Task goal> Nothing in the data should change when you return it, but leave the pictures out.

Data>
===
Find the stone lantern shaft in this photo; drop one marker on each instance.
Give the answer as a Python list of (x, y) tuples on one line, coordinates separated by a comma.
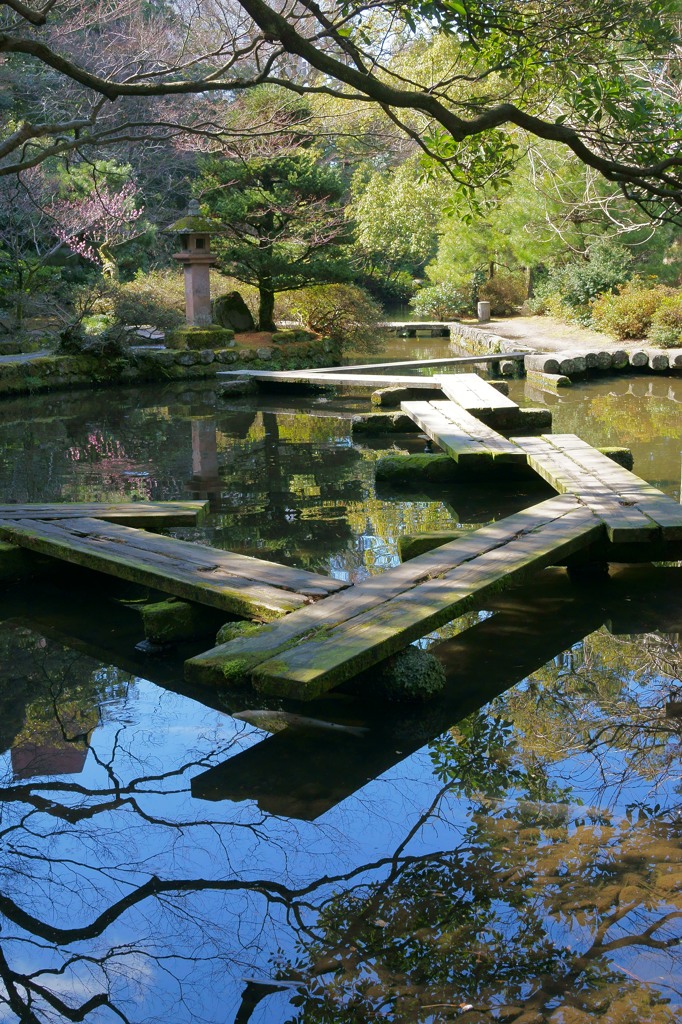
[(196, 256)]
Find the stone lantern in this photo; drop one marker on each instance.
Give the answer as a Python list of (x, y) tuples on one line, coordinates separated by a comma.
[(195, 237), (194, 232)]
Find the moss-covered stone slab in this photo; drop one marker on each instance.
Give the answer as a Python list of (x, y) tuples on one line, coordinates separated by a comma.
[(413, 545), (492, 558), (174, 621), (377, 423), (390, 396), (247, 587), (200, 337), (547, 382), (155, 514), (464, 437), (411, 676), (415, 469), (632, 509), (292, 336), (269, 657)]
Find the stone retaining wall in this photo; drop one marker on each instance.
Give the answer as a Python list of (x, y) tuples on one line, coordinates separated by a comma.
[(50, 373), (480, 342)]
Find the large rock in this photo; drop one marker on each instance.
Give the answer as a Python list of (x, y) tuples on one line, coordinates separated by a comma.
[(231, 311)]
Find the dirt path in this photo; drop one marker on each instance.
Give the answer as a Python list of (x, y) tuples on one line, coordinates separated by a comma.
[(550, 335)]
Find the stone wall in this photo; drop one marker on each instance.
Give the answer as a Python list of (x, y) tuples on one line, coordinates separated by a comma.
[(479, 342), (141, 366)]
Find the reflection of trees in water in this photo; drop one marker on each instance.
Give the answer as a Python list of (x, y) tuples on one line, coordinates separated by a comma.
[(541, 911), (609, 693), (125, 900)]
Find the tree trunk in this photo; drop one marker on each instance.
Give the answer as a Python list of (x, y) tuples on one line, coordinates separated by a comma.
[(265, 307)]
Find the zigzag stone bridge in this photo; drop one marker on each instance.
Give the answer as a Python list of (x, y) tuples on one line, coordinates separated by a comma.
[(316, 632)]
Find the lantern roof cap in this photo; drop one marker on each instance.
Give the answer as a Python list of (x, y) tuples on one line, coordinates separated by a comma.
[(193, 222)]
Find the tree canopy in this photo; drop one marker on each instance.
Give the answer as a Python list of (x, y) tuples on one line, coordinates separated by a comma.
[(282, 222), (601, 79)]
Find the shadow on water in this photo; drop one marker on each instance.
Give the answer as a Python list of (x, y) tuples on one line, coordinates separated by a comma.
[(510, 852)]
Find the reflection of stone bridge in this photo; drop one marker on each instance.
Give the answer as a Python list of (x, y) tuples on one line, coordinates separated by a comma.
[(313, 762), (318, 632)]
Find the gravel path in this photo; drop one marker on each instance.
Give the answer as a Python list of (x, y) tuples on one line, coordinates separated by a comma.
[(550, 335)]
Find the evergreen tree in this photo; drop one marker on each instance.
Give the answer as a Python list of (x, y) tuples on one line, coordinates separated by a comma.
[(283, 224)]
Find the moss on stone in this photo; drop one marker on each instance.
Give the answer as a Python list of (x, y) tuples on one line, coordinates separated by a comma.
[(415, 469), (211, 336), (173, 621), (623, 456), (232, 631), (411, 676)]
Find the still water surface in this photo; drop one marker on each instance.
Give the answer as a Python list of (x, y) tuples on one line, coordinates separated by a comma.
[(510, 853)]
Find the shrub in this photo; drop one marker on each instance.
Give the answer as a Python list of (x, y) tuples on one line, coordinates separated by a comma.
[(506, 293), (343, 312), (666, 330), (156, 298), (443, 301), (607, 265), (629, 312)]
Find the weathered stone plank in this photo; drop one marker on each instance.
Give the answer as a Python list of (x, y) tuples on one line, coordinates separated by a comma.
[(235, 662), (312, 667), (647, 499), (216, 588), (128, 513), (623, 522)]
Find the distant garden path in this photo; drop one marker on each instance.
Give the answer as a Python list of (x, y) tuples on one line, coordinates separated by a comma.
[(549, 334)]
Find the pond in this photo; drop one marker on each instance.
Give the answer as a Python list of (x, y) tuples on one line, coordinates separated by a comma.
[(510, 852)]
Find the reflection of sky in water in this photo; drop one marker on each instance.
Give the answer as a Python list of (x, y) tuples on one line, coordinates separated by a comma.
[(147, 747)]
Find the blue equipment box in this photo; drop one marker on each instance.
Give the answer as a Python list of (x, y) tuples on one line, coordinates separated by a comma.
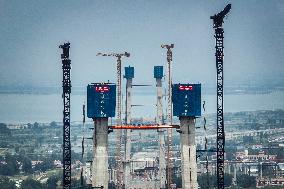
[(186, 100), (101, 100)]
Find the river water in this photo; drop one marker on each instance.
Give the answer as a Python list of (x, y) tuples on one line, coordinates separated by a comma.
[(30, 108)]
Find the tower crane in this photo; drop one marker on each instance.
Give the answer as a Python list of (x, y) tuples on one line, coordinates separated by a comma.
[(217, 25), (169, 116), (118, 110)]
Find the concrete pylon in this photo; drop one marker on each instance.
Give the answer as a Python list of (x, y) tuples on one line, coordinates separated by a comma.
[(158, 74), (188, 152), (100, 153), (161, 133), (129, 74)]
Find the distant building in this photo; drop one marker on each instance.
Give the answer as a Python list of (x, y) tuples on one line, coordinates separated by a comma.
[(244, 156)]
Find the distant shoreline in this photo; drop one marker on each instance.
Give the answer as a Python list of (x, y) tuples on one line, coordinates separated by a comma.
[(237, 90)]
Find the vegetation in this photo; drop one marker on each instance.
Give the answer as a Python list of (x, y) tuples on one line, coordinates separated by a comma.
[(5, 183), (246, 181), (31, 184)]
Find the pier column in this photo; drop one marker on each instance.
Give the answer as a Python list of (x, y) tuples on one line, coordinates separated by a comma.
[(188, 152), (100, 153)]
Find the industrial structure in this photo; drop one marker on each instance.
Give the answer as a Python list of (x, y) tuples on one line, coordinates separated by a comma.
[(129, 75), (169, 112), (118, 113), (187, 106), (66, 85), (218, 20), (158, 74), (101, 99), (104, 100)]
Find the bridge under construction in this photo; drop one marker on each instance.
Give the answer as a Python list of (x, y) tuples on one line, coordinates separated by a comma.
[(104, 101)]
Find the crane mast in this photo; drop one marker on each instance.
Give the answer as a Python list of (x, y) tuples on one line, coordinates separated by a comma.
[(169, 116), (219, 47), (66, 85), (118, 113)]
===
Task solution>
Find the stone lantern shaft in this photo; drop one marker on each instance.
Give the answer as a Python list of (x, y) tuples on one line, coordinates separated by a comma.
[(196, 256)]
Find the stone lantern in this photo; drop one marker on each instance.
Give the answer as a Python list of (x, y) tuples on one line, coordinates separated by a comma.
[(195, 237), (194, 232)]
Find the moss-covered stone slab in this photo; drop one marker on each instance.
Give the answer as a Python list of (x, y) tuples on one line, coordinates separated by a comma.
[(413, 545), (492, 558), (174, 621), (377, 423), (390, 396), (247, 587), (200, 337), (547, 382), (155, 514), (464, 437), (411, 676), (415, 469), (632, 509), (292, 336), (269, 657)]
Find the stone retaining wall in this photo; drop one marker on each instance.
Give the answer as a Python list of (x, y) tuples on one line, coordinates separated by a comma.
[(50, 373), (480, 342)]
Find the large rock in this photo; drop one marker on each instance.
Give the answer as a Python list of (x, y) tuples on one line, coordinates separated by a comma.
[(231, 311)]
Find the dirt path in this photo; drop one marker on each instance.
Give the answer as a Python list of (x, y) tuples on one line, coordinates separated by a comma.
[(550, 335)]
Find the stone wall in this photo; drop one marker on each instance.
Give the answer as a Python list of (x, y) tuples on one line, coordinates separated by a comma.
[(479, 342), (141, 366)]
Find the reflection of trees in water in this photo; drop one marker on each instance.
Give the answer as a Python list of (x, y) tuples on one line, coordinates separated by a comma.
[(541, 911), (609, 693), (125, 900)]
Find the tree trunk in this photo; drop one marker on each instance.
Give the answer as a Python list of (x, y) tuples on one line, coordinates separated by a comma.
[(265, 307)]
Find the zigzag stone bridge in this photo; drop one marker on each instance.
Give the answer as a Python list of (x, y) tuples on one line, coordinates separated by a comma.
[(316, 632)]
Find the lantern roof cap in this photo; drop one marker on each instance.
Give the answer as a Python list of (x, y) tuples on one line, coordinates separated by a comma.
[(193, 222)]
Find the tree canopy in this photo; drop one marker on each instance.
Give the answer as a Python list of (x, y) tuples on one line, coordinates separated by a comma.
[(282, 222), (601, 79)]
Find the shadow on water in this photo; drop one marker on each instance.
Give the answer as a Python list of (x, y) tuples on one line, coordinates separated by a comma.
[(510, 852)]
Find the reflection of stone bridge in this photo; drop one marker on each instance.
Give the answer as a Python list of (x, y) tuples on one line, coordinates separated by a comma.
[(313, 762), (318, 632)]
Find the gravel path in this photo; drop one marker on each instance.
Give the answer as a Python list of (x, y) tuples on one line, coordinates separated by a comma.
[(550, 335)]
Find the evergreen tree in this photo; drop one marker on each instance.
Give the answer as a Python list of (x, y) tuples on one line, coordinates separated by a comma.
[(283, 224)]
Find the moss on stone in this photo; drop one marker on each instance.
Give the answer as a Python list of (x, y) tuples on one line, coordinates separated by a comma.
[(415, 469), (211, 336), (173, 621), (623, 456), (232, 631), (411, 676)]
Find the still water surface in this photo; drop one marker on each instance.
Give the answer as a Python list of (x, y) tuples on one line, coordinates separated by a comma.
[(510, 853)]
Find the shrub in this photo; drop one marker on each instance.
Give the answer as a Python list of (x, y) tuples on one line, coordinates separated by a comma.
[(506, 293), (343, 312), (666, 330), (156, 298), (443, 301), (607, 265), (629, 312)]
Find the weathered stone plank in this photo; drop one marker on each instance.
Give the answer as a Python list of (x, y) tuples on one line, coordinates separated by a comma.
[(235, 662), (312, 667), (647, 499), (216, 588), (128, 513), (623, 522)]
Find the distant garden path in this photo; drop one marker on each instance.
Give the answer as a Python list of (x, y) tuples on one line, coordinates separated by a comma.
[(549, 334)]
Find the pond in this photo; drop one marker on each instance.
Give the answer as a Python list of (x, y) tuples on one line, coordinates separated by a comma.
[(510, 852)]
Find the reflection of sky in water in this photo; drop one marker on each instance.
Give the answer as a Python list of (x, y) tuples on one line, coordinates separated by a comma.
[(147, 747)]
Find the blue equipment box in this photo; drop one marker on each instance.
Give the answer as a Python list of (x, y) tuples on one line, coordinates separated by a comma.
[(186, 100), (101, 100)]
Find the river water in this photo; drop one marker on each instance.
Give the answer as a Python list of (x, y) tuples on one line, coordinates separated by a comma.
[(30, 108)]
Find the tower crane in this photo; drop one marker on each instance.
Give the answer as a Python list of (x, y) tuples on one line, coordinates separated by a comma.
[(217, 25), (169, 116), (118, 110)]
Find the concrete pylon in this photo; drop one marker on each instance.
Give the answer as a Python list of (x, y) tuples on one line, coordinates separated by a comma.
[(158, 74), (188, 152), (100, 153), (161, 133), (129, 74)]
Find the distant building in this photo; drop one marker on each instance.
Give the answer as a Python list of (x, y) tuples on one line, coordinates separated by a comma.
[(244, 156)]
Find the distant shoreline in this photo; drop one marker on each instance.
Give the answer as a Python list of (x, y) tuples on one line, coordinates separated by a comma.
[(237, 90)]
Find the vegetation in this photo; drop one marker on each instance.
Give the answer as a Python list of (x, y) tuples on one line, coordinates separated by a comma.
[(5, 183), (246, 181), (31, 184)]
Find the pier column in this photo; drop one marker on each instance.
Give the answer as a Python list of (x, y) tuples on one line, coordinates separated by a comma.
[(188, 152), (100, 153)]
Find the industrial structure in this photo; drop one marker on each instance.
Give the answer as a Python list of (x, y) tuples on one line, coordinates separated by a comma.
[(129, 75), (169, 112), (118, 113), (187, 106), (66, 85), (218, 20), (158, 74), (101, 99), (104, 100)]
Find the bridge under construction in this photo; drop one marker on each instance.
Give the answer as a Python list of (x, y) tuples on one line, coordinates separated by a comma.
[(104, 101)]
Find the crane mast in this photo; drop one marker on each instance.
Give the answer as a Python list of (x, y) tuples on one line, coordinates separated by a comma.
[(169, 116), (219, 47), (66, 85), (118, 113)]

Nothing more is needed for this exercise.